● WORK TO BE COMPLETED
Give back the stretch from the start of the rows through the line containing "324 454 L 286", with "modern office building" swapped for "brick apartment block" and nothing else changed.

● RECORD SET
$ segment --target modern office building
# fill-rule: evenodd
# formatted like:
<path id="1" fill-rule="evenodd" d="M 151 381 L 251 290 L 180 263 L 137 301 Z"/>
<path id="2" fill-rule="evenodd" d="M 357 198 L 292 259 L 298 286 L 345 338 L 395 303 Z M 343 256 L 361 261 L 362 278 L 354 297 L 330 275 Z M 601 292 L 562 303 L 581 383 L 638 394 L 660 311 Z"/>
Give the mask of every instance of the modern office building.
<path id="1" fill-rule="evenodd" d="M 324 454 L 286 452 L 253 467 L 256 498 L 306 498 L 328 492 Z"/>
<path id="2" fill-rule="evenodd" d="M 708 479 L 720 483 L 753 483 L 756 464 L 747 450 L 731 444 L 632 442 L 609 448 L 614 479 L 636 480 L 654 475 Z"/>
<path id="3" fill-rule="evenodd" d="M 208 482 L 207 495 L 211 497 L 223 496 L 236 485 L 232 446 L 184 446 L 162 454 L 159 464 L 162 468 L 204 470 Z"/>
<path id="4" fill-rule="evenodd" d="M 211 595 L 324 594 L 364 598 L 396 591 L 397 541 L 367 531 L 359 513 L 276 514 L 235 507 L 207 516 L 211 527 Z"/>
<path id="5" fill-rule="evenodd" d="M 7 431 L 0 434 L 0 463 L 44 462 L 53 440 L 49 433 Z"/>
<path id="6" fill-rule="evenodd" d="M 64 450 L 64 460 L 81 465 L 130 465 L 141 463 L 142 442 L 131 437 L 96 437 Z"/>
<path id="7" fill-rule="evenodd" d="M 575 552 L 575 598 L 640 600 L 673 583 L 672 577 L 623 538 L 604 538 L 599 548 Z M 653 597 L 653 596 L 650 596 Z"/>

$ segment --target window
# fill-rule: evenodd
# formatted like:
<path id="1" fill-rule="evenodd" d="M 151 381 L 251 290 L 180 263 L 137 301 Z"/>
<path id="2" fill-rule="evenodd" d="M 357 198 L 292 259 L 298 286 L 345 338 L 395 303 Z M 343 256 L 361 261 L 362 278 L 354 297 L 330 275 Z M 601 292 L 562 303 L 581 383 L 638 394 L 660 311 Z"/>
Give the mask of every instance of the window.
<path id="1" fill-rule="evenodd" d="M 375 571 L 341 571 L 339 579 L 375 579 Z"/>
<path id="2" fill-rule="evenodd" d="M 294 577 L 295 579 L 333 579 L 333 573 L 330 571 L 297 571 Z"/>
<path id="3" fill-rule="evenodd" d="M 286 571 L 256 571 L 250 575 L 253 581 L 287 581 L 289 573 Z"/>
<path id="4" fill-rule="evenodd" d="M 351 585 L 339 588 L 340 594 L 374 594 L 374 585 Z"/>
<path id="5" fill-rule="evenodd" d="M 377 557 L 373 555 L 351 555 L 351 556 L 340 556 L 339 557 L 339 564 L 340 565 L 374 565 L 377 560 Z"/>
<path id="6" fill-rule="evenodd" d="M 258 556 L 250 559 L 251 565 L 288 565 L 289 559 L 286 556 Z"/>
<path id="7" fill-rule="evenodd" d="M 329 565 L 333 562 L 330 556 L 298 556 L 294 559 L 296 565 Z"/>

● SOLUTION TO THE EXERCISE
$ segment --target brick apartment block
# fill-rule: evenodd
# formatted like:
<path id="1" fill-rule="evenodd" d="M 151 381 L 251 290 L 180 263 L 137 301 Z"/>
<path id="2" fill-rule="evenodd" d="M 357 198 L 292 259 L 298 286 L 345 338 L 395 303 Z M 343 256 L 361 261 L 362 278 L 354 297 L 330 275 Z M 601 292 L 562 303 L 581 383 L 638 394 L 660 311 Z"/>
Give the mask of every instance of the brick apartment block.
<path id="1" fill-rule="evenodd" d="M 324 454 L 286 452 L 253 467 L 256 498 L 306 498 L 328 492 Z"/>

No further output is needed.